- _Kutipan Teks_:
# # # # #
Bacaini.ID, JAKARTA – Ny Aminah berusaha menenangkan hatinya yang panas, tapi gagal. Disambarnya pisau yang baru dipakai mengiris sayuran untuk campuran gado-gado, dan bergegas kembali ke rumah kontrakan.
Tanpa ba bi bu, dijambaknya rambut Ny Siti Hasnah, tetangga sekaligus temannya bermakelaran perhiasan dan properti. Sebelum semakin meronta, segera digoroknya leher sang teman.
Peristiwa sadis itu terjadi Selasa 11 Oktober 1966 di rumah kontrakan Aminah di Jalan Ciomas 1 Kebayoran Baru Jakarta Selatan bersamaan hujan deras.
Siti Hasnah yang hari itu mengenakan baju putih model shanghai dengan strip merah di leher dan sulaman bunga di dada, menggelepar meregang nyawa. Darah menggenangi lantai ruangan.
Kisah nyata itu ditulis oleh Zaenal Abdi, seorang jurnalis dan kemudian membukukannya dengan judul Aminah Dracula, dan Wanita Paling Sesat di Dunia (1967).
# # # # #
- _Data Latihan_:
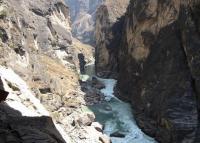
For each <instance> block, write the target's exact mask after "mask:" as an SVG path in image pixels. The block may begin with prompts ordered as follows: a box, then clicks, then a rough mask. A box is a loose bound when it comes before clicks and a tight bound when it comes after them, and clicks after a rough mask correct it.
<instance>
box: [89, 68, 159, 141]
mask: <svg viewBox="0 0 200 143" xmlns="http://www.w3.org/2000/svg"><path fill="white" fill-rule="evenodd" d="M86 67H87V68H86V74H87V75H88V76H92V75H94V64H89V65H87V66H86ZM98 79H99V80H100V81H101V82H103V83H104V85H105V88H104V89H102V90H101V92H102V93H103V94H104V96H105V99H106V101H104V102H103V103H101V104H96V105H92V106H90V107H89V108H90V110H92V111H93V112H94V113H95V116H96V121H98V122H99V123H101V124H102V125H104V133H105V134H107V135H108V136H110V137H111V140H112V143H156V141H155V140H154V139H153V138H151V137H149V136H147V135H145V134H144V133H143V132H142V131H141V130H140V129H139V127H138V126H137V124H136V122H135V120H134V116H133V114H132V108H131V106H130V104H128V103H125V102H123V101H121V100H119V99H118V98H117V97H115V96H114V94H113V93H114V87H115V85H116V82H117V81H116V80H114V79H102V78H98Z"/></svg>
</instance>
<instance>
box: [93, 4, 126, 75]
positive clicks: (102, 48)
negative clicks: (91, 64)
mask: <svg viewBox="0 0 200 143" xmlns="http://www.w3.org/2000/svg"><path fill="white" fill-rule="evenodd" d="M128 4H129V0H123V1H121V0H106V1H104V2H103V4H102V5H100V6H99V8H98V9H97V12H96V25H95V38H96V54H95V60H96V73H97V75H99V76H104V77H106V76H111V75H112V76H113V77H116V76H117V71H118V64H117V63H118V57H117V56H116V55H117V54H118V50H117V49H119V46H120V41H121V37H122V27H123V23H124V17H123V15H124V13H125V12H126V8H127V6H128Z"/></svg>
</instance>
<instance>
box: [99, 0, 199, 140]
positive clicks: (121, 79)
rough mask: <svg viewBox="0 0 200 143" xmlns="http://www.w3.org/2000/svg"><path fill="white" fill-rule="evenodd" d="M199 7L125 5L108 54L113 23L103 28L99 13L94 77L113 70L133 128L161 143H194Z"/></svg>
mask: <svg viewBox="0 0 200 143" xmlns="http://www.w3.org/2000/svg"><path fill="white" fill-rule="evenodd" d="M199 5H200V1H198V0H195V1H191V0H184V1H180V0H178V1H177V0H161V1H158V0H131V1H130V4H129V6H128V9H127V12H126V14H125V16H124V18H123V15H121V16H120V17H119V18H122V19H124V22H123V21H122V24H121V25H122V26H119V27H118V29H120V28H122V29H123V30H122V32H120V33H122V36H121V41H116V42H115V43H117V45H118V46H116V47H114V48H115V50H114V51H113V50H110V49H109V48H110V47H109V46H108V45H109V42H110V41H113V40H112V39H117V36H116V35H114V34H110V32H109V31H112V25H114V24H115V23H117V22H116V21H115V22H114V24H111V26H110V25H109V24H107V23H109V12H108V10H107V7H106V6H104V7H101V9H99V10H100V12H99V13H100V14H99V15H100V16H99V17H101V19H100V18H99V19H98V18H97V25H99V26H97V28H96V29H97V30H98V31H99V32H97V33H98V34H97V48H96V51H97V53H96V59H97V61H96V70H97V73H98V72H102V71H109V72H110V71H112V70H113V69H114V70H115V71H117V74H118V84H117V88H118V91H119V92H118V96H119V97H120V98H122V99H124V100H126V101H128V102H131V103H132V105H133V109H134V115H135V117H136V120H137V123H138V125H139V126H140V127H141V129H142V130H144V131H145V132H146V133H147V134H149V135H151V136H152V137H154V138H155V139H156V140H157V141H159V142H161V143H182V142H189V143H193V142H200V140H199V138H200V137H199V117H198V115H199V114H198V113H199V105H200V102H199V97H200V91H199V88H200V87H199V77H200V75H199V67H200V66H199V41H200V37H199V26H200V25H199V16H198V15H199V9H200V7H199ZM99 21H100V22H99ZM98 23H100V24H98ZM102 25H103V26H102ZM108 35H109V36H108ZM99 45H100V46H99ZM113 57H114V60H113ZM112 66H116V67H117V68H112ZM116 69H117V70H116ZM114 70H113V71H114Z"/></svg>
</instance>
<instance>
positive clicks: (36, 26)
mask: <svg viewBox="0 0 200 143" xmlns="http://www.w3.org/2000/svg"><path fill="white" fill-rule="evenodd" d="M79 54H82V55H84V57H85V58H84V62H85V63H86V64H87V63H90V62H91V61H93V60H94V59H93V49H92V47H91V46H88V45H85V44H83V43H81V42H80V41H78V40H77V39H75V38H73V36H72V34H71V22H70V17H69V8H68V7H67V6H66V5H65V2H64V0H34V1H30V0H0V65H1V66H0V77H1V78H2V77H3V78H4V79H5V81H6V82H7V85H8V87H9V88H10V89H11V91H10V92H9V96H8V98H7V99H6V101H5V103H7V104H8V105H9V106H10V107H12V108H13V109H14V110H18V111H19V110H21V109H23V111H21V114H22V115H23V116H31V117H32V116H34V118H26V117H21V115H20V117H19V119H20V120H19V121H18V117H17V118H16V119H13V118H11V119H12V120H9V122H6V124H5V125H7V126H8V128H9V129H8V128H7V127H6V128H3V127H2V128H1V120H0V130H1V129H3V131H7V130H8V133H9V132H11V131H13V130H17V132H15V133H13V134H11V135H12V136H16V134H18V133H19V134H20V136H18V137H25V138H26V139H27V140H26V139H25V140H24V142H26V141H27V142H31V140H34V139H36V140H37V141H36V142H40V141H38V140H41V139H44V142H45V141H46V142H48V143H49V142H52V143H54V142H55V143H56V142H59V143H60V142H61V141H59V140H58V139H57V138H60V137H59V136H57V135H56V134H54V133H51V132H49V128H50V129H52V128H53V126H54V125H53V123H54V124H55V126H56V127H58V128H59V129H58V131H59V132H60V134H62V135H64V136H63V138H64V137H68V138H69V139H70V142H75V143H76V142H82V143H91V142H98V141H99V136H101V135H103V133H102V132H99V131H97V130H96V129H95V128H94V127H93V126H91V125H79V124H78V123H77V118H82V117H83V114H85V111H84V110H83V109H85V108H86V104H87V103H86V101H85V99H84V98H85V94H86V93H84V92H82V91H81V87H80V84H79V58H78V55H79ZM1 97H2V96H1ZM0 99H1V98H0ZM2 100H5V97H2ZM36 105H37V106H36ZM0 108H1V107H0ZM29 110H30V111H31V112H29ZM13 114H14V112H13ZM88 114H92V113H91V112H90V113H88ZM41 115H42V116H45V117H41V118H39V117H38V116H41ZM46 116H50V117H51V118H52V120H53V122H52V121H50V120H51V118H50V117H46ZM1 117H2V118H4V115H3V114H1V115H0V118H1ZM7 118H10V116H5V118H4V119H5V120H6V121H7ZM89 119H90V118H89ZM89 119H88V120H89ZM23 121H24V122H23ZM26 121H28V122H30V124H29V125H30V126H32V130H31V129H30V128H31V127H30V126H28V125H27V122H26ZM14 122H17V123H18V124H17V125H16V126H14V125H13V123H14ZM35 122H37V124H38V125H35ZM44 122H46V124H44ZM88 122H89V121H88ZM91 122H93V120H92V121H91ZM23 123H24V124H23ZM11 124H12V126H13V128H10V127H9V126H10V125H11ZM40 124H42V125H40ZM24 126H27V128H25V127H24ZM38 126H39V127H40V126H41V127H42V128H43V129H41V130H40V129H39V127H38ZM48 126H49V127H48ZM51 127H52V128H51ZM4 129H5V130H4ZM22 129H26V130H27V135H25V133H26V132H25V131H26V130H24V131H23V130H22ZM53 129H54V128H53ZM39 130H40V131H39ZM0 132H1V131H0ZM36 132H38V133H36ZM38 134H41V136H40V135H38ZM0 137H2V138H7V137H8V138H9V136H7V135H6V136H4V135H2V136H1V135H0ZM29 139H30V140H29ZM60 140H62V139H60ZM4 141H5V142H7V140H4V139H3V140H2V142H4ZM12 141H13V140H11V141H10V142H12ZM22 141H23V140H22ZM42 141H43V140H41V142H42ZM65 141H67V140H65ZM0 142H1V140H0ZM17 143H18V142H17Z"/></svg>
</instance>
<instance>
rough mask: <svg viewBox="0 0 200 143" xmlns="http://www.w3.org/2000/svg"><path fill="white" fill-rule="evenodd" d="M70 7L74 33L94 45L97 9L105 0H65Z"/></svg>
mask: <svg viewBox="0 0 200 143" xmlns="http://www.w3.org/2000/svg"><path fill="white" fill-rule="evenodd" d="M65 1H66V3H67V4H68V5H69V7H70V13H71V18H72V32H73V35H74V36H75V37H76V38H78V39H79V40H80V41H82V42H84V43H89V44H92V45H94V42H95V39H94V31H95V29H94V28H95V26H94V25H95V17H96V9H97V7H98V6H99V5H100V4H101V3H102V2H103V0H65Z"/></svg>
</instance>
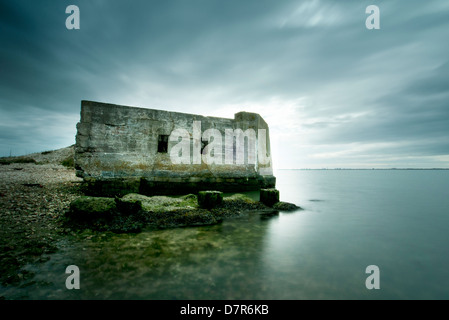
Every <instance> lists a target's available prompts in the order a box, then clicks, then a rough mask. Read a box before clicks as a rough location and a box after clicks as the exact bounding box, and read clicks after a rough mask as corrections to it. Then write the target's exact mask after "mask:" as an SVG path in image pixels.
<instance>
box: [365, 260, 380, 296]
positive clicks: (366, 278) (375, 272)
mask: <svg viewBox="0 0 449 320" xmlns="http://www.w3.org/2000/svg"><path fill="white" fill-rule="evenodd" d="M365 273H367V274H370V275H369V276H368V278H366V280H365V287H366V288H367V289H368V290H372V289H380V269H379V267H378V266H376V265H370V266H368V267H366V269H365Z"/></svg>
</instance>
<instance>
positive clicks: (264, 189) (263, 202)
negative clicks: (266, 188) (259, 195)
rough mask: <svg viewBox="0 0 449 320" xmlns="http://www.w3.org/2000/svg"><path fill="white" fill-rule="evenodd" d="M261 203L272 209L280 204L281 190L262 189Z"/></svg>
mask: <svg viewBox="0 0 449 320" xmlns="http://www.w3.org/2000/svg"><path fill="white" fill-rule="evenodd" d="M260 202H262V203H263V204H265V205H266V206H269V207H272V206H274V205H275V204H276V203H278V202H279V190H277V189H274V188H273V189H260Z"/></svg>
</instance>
# # # # #
- _Petunjuk Pengerjaan_:
**A)** Hitunglah berapa baris dalam catatan yang memuat kata "negative". Tuliskan angkanya saja.
**B)** Lanjutkan teks tentang pembunuhan Siti Hasnah, dimulai setelah kalimat terakhir yang tercantum.

- _Jawaban Latihan_:
**A)** 2

**B)**
Umbra Skull YouTube Channel menceritakan ulang setelah mendapatkan buku langka itu di sebuah perpustakaan Universitas Ilinoi negara bagian Amerika.
Tidak ada yang menyangka, Aminah, perempuan berkulit terang yang sehari-hari berjualan gado-gado dan cendol di warung sebelah kontrakannya, bisa sekeji itu.
Lagipula Siti Hasnah adalah teman dekatnya dan juga tetangga. Siti Hasnah bertempat tinggal di Jalan Ciomas 2 Kebayoran Baru Jakarta Selatan.
Ibu 5 anak itu istri Johan Akbar, Kepala Home News LKBN Antara yang saat peristiwa terjadi sedang melakukan perjalanan dinas ke negeri Belanda.
Johan berangkat ke Belanda sejak 22 September 1966. Ia tidak tahu pada 11 Oktober 1966 itu, anak-anaknya bersama Idris, adiknya mencari Siti Hasnah yang tak kunjung pulang.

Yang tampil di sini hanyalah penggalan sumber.